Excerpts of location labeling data
## begin
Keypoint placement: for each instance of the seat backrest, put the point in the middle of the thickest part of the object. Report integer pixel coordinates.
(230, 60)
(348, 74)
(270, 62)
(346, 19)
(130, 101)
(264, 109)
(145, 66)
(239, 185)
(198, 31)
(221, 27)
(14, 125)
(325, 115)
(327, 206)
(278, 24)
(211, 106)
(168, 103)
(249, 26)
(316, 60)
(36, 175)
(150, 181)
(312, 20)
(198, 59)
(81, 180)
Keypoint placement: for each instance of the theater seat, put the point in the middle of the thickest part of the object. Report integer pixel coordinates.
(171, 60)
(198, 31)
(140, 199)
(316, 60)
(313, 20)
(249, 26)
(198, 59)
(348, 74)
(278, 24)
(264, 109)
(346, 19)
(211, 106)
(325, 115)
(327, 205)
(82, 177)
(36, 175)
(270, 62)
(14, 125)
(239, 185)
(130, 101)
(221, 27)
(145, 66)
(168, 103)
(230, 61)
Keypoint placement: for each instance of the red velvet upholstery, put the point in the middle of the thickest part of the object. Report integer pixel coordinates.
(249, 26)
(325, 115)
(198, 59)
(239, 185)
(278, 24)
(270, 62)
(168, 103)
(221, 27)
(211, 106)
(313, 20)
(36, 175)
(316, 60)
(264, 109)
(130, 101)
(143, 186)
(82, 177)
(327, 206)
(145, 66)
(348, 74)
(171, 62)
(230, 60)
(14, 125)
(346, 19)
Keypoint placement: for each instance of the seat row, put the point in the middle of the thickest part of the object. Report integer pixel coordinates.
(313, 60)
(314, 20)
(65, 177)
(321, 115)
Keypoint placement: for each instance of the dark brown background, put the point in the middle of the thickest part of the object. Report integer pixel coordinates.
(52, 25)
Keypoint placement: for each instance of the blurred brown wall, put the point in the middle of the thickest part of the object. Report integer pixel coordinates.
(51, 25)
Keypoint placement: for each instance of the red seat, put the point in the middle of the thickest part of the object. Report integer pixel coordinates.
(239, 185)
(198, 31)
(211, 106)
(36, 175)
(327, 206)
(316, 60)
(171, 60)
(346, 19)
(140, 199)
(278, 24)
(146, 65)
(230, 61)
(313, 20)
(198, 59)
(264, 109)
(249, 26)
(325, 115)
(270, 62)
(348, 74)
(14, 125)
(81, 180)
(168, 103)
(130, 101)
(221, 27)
## end
▶ _Short problem_
Write down every line of the data exactly as it appears above.

▶ _Final answer_
Keypoint placement: for each instance of the seat backrest, put the point in the middle of the thickest part of the object. Report integer pixel coordinates.
(230, 60)
(348, 74)
(270, 62)
(346, 19)
(130, 101)
(264, 109)
(145, 66)
(239, 185)
(198, 31)
(221, 27)
(14, 125)
(325, 115)
(327, 206)
(278, 24)
(211, 106)
(168, 103)
(249, 26)
(316, 60)
(36, 175)
(150, 181)
(312, 20)
(198, 59)
(81, 180)
Keypoint placement: for each instance of the theater seat, put the point in the middle of the thickest part of the object. Report integer pixel coordinates.
(171, 60)
(198, 31)
(140, 199)
(316, 60)
(313, 20)
(249, 26)
(198, 59)
(348, 74)
(278, 24)
(264, 109)
(346, 19)
(211, 106)
(325, 115)
(327, 205)
(82, 177)
(36, 175)
(270, 62)
(14, 125)
(239, 185)
(130, 101)
(221, 27)
(145, 66)
(168, 103)
(230, 61)
Keypoint placement: for each instance of the red velvet upholstery, put the point in the middle of the thickest part of the object. Report integer pixel coordinates.
(249, 26)
(325, 115)
(198, 59)
(239, 185)
(278, 24)
(270, 62)
(168, 103)
(221, 27)
(211, 106)
(313, 20)
(36, 175)
(316, 60)
(264, 109)
(130, 101)
(143, 186)
(82, 177)
(327, 206)
(145, 66)
(348, 74)
(171, 62)
(230, 60)
(14, 125)
(346, 19)
Keypoint placement: for each instance of the seat row, put the point in the middle of the thickest part of the object. Report integer pixel coordinates.
(313, 60)
(314, 20)
(65, 177)
(321, 115)
Keypoint placement: for each instance of the dark brown background, put the point in the middle of the thickest part of the object. Report integer pixel coordinates.
(52, 25)
Keypoint placement: for each instance of the blurred brown wall, put the point in the middle of the thickest part of the object. Report integer pixel coordinates.
(51, 25)
Keypoint placement: for each instance of the red seat, put the point in the middle of the thickest part of the object. Report integer pixel coordinates.
(239, 185)
(198, 31)
(211, 106)
(36, 175)
(327, 206)
(316, 60)
(171, 60)
(346, 19)
(140, 199)
(278, 24)
(146, 65)
(230, 61)
(313, 20)
(198, 59)
(264, 109)
(249, 26)
(325, 115)
(270, 62)
(348, 74)
(14, 125)
(81, 180)
(168, 103)
(130, 101)
(221, 27)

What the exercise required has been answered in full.